=== Task ===
Go through the records and give each one again exactly.

(A block of data)
* Start *

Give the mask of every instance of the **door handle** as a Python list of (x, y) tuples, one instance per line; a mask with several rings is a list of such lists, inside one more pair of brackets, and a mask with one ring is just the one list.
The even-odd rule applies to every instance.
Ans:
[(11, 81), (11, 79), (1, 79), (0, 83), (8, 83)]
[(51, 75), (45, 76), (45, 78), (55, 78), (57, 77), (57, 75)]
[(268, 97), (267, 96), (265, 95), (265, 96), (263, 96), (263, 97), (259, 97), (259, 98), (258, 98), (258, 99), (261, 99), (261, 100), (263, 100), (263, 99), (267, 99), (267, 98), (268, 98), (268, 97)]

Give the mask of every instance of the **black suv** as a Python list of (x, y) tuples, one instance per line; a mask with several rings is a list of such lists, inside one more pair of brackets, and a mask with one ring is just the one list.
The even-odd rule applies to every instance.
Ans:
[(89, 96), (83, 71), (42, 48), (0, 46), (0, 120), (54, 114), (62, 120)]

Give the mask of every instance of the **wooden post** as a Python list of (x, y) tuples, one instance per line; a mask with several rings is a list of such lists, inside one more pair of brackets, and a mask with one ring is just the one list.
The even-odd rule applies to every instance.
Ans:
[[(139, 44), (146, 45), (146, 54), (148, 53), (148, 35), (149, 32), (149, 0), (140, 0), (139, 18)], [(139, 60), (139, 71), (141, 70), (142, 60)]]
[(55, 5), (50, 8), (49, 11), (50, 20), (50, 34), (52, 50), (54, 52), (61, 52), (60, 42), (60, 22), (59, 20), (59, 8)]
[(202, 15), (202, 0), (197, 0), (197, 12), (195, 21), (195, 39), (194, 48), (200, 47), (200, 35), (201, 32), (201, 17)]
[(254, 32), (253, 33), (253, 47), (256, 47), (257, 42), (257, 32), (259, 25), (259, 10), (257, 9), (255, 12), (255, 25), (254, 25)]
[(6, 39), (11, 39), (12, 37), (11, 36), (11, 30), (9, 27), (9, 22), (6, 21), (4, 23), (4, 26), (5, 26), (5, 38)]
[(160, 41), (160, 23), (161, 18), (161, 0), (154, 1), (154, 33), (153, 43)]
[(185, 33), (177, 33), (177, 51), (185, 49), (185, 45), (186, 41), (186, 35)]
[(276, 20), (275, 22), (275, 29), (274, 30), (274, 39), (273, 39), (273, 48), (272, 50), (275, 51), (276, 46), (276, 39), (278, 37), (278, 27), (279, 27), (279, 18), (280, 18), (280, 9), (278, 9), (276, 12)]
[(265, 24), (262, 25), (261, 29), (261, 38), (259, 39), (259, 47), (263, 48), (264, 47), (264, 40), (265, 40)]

* End *

=== Answer to this exercise ===
Give the mask of every instance of the **door handle** as a Python list of (x, y) tuples, one instance per line; a mask with several rings is a list of such lists, inside one more pair of brackets, and a mask with one ring is just the one list.
The even-odd rule applies to every instance.
Ans:
[(11, 81), (11, 79), (1, 79), (0, 83), (8, 83)]
[(51, 75), (45, 76), (45, 78), (55, 78), (57, 77), (57, 75)]
[(268, 97), (267, 96), (265, 95), (265, 96), (263, 96), (263, 97), (259, 97), (259, 98), (258, 98), (258, 99), (261, 99), (261, 100), (263, 100), (263, 99), (267, 99), (267, 98), (268, 98), (268, 97)]

Give the mask of every instance of the **black suv** as a Python list of (x, y) tuples, one instance per line; a mask with several rings is a list of such lists, inside one more pair of brackets, and a mask with one ring is just the one list.
The even-odd rule applies to every instance.
Ans:
[(89, 96), (83, 71), (42, 48), (0, 46), (0, 120), (54, 114), (62, 120)]

Give the mask of every instance of the **wooden post** as a Python list of (x, y) tuples, one instance per line; a mask with several rings is a list of such lists, inside one more pair of brackets, and a mask with one ring is just the one list.
The even-odd rule applies to every instance.
Ans:
[[(139, 44), (146, 45), (146, 54), (148, 53), (148, 35), (149, 32), (149, 0), (140, 0), (139, 18)], [(139, 60), (139, 71), (141, 70), (142, 60)]]
[(55, 5), (50, 8), (49, 11), (50, 20), (50, 34), (52, 50), (54, 52), (61, 52), (60, 42), (60, 22), (59, 20), (59, 8)]
[(202, 15), (202, 0), (197, 0), (197, 12), (195, 21), (195, 39), (194, 48), (200, 47), (200, 35), (201, 32), (201, 17)]
[(254, 32), (253, 33), (253, 47), (256, 47), (257, 42), (257, 32), (259, 25), (259, 10), (257, 9), (255, 12), (255, 25), (254, 25)]
[(6, 39), (11, 39), (12, 37), (11, 36), (11, 30), (9, 27), (9, 22), (6, 21), (4, 23), (4, 26), (5, 26), (5, 38)]
[(160, 41), (160, 23), (161, 18), (161, 0), (154, 1), (154, 33), (153, 43)]
[(185, 33), (177, 33), (177, 51), (185, 49), (185, 45), (186, 41), (186, 35)]
[(276, 20), (275, 22), (275, 29), (274, 30), (274, 39), (273, 39), (273, 48), (272, 50), (275, 51), (276, 46), (276, 39), (278, 37), (278, 27), (279, 27), (279, 18), (280, 18), (280, 9), (278, 9), (276, 12)]
[(265, 24), (262, 25), (261, 29), (261, 38), (259, 39), (259, 47), (263, 48), (264, 47), (264, 40), (265, 40)]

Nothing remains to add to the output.